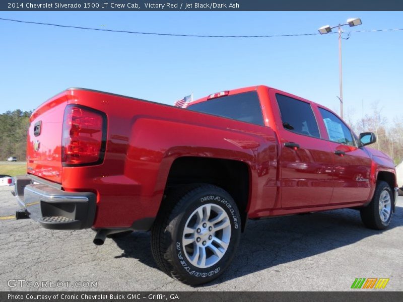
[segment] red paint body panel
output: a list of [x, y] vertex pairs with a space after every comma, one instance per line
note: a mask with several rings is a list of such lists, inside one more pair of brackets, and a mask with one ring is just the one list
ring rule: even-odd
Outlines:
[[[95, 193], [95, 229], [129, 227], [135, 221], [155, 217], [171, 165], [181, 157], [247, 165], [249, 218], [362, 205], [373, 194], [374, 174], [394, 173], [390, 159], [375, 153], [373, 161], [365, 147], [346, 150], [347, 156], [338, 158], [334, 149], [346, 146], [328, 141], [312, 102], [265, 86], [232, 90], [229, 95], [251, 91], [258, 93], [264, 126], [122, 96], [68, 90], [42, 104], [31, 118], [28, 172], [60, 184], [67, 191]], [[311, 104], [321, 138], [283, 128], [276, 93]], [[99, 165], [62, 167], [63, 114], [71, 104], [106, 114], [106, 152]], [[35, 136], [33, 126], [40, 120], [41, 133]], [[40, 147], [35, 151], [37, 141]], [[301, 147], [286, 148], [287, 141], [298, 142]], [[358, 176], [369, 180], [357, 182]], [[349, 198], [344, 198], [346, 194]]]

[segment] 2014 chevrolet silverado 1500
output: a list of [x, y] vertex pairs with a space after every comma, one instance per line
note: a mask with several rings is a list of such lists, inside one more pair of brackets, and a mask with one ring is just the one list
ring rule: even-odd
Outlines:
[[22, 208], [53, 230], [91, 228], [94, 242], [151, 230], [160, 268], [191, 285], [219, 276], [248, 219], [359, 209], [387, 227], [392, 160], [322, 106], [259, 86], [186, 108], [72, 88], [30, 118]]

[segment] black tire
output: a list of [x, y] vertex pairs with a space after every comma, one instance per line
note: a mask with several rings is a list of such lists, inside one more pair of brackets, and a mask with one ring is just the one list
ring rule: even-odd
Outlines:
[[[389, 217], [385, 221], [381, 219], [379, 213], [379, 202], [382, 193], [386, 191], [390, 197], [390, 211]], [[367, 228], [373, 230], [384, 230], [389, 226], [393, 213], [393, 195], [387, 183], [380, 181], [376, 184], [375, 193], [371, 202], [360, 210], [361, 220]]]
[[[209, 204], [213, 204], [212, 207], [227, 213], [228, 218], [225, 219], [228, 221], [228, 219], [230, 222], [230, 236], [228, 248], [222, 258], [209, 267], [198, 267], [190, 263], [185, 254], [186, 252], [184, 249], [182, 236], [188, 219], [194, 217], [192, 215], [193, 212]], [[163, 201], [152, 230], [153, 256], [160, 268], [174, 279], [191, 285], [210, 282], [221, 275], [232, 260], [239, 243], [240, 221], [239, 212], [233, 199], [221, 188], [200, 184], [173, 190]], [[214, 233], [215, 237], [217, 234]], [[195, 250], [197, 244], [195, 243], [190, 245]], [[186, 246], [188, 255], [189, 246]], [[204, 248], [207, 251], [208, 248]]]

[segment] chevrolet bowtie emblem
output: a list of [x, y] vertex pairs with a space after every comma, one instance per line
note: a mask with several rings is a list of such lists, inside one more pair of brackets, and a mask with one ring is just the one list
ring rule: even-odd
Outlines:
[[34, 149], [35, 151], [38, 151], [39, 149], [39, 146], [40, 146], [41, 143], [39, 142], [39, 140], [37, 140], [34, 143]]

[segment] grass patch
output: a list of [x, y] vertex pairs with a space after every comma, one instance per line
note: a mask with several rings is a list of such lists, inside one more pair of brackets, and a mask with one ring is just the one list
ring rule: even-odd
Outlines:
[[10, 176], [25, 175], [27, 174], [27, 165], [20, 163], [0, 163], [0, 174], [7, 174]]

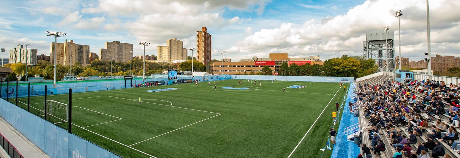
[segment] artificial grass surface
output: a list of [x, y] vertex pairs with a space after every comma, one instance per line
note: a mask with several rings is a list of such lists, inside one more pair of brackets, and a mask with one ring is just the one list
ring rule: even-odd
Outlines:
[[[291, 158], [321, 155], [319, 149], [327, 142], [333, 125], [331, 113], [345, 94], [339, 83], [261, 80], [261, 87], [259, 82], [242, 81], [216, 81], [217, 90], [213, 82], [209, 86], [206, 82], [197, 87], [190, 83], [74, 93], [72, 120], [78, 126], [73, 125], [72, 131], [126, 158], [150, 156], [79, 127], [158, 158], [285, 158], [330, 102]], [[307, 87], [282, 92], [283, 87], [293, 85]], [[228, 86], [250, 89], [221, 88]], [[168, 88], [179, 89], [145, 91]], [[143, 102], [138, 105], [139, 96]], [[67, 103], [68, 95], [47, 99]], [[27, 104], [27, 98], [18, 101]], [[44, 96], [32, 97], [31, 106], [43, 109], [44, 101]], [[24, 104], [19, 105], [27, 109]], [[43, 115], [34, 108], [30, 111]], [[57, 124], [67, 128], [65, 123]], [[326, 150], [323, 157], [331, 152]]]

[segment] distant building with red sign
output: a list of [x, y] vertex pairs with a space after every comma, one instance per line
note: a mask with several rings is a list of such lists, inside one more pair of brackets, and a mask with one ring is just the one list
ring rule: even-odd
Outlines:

*-*-*

WRITTEN PROBLEM -> Reproduce the entire listing above line for line, without changing a character, and leave out the pictures.

OUTPUT OF THE EXERCISE ->
[segment] red paint body panel
output: a list of [x, y] vertex pairs with a space after every comma, one instance per line
note: a mask with several rings is a list of such lists, inside one more pair of brackets, and a mask with one ring is just the one list
ring rule: even-odd
Outlines:
[[[95, 193], [95, 229], [129, 227], [135, 221], [155, 217], [171, 165], [181, 157], [247, 165], [249, 218], [362, 205], [373, 194], [374, 174], [394, 173], [390, 159], [375, 153], [373, 161], [365, 147], [346, 150], [347, 156], [338, 158], [334, 149], [346, 146], [328, 141], [312, 102], [265, 86], [232, 90], [229, 95], [251, 91], [258, 93], [264, 126], [122, 96], [68, 90], [42, 104], [31, 118], [28, 172], [60, 184], [67, 191]], [[311, 104], [321, 138], [283, 128], [276, 93]], [[99, 165], [62, 167], [63, 114], [71, 104], [106, 114], [106, 152]], [[35, 136], [33, 126], [40, 120], [41, 133]], [[40, 147], [35, 151], [37, 141]], [[301, 147], [286, 148], [287, 141], [298, 142]], [[358, 176], [369, 180], [357, 182]], [[349, 198], [344, 198], [346, 194]]]

[segment] 2014 chevrolet silverado 1500
output: a list of [x, y] vertex pairs with a space after every comma, one instance per line
note: a mask with several rings is a list of such lists, inside one more pair of brackets, and a mask with one ring is just the one list
ring rule: even-odd
Outlines:
[[22, 208], [53, 230], [91, 228], [94, 242], [151, 230], [160, 268], [191, 285], [219, 276], [248, 219], [359, 209], [387, 227], [392, 160], [322, 106], [259, 86], [186, 108], [72, 88], [30, 118]]

[segment] black tire
output: a list of [x, y] vertex pairs with a space after every comma, one instance per line
note: a mask with several rings is a list of such lists, inside one more pair of brackets, and a mask with one ring is just the one list
ring rule: even-odd
Outlines:
[[[389, 217], [385, 221], [381, 219], [379, 213], [379, 202], [382, 193], [386, 191], [390, 197], [390, 211]], [[367, 228], [373, 230], [384, 230], [389, 226], [393, 213], [393, 195], [387, 183], [380, 181], [376, 184], [375, 193], [371, 202], [360, 210], [361, 220]]]
[[[209, 204], [213, 204], [212, 207], [227, 213], [228, 218], [225, 219], [228, 221], [228, 219], [230, 222], [230, 236], [228, 248], [222, 258], [209, 267], [198, 267], [190, 263], [185, 254], [186, 252], [184, 249], [182, 236], [188, 219], [194, 217], [192, 215], [193, 212]], [[163, 201], [152, 230], [153, 256], [160, 268], [174, 279], [191, 285], [210, 282], [221, 275], [232, 260], [239, 243], [240, 221], [239, 212], [233, 199], [221, 188], [200, 184], [173, 190]], [[214, 233], [215, 237], [217, 234]], [[195, 250], [197, 244], [195, 243], [190, 245]], [[186, 246], [188, 255], [189, 246]], [[204, 248], [207, 251], [208, 248]]]

[segment] chevrolet bowtie emblem
output: a list of [x, y] vertex pairs with a space after every comma, one instance per line
note: a mask with several rings is a list of such lists, inside one more pair of brackets, and a mask with one ring is just the one list
ring rule: even-odd
Outlines:
[[34, 149], [35, 151], [38, 151], [39, 149], [39, 146], [40, 146], [41, 143], [39, 142], [39, 140], [37, 140], [34, 143]]

[segment] grass patch
output: a list of [x, y] vertex pairs with a space after every comma, one instance per line
note: a mask with several rings is a list of such lists, inside one more pair of brackets, and a mask with one ring is just the one list
ring rule: even-odd
Outlines:
[[10, 176], [25, 175], [27, 174], [27, 165], [20, 163], [0, 163], [0, 174], [7, 174]]

[segment] artificial grass surface
output: a list of [x, y] vertex pairs with a space after every comma, one instance per line
note: a mask with several rings is a list of such lists, inside one more pair of brackets, and a mask with one ring is just the one list
ring rule: even-odd
Outlines:
[[[291, 158], [321, 155], [319, 149], [327, 142], [333, 125], [331, 113], [345, 94], [339, 83], [261, 80], [261, 87], [259, 82], [242, 81], [216, 81], [217, 90], [213, 82], [209, 86], [206, 82], [197, 87], [190, 83], [74, 93], [72, 120], [78, 126], [73, 125], [72, 131], [126, 158], [150, 156], [79, 127], [158, 158], [285, 158], [330, 102]], [[307, 87], [282, 92], [283, 87], [293, 85]], [[228, 86], [250, 89], [221, 88]], [[168, 88], [179, 89], [145, 91]], [[143, 102], [138, 105], [139, 96]], [[67, 103], [68, 95], [47, 99]], [[27, 104], [27, 98], [18, 101]], [[44, 96], [32, 97], [31, 106], [43, 109], [44, 101]], [[24, 104], [19, 105], [27, 109]], [[43, 115], [34, 108], [30, 111]], [[57, 124], [67, 128], [65, 123]], [[326, 150], [323, 157], [331, 152]]]

[segment] distant building with red sign
output: a list of [x, y] vertex pairs with a space after every comma, one instance per line
note: a mask with several rings is a list of such lists, inside one more pair of brackets, and a mask with one ring is just the one list
ring rule: even-odd
Outlines:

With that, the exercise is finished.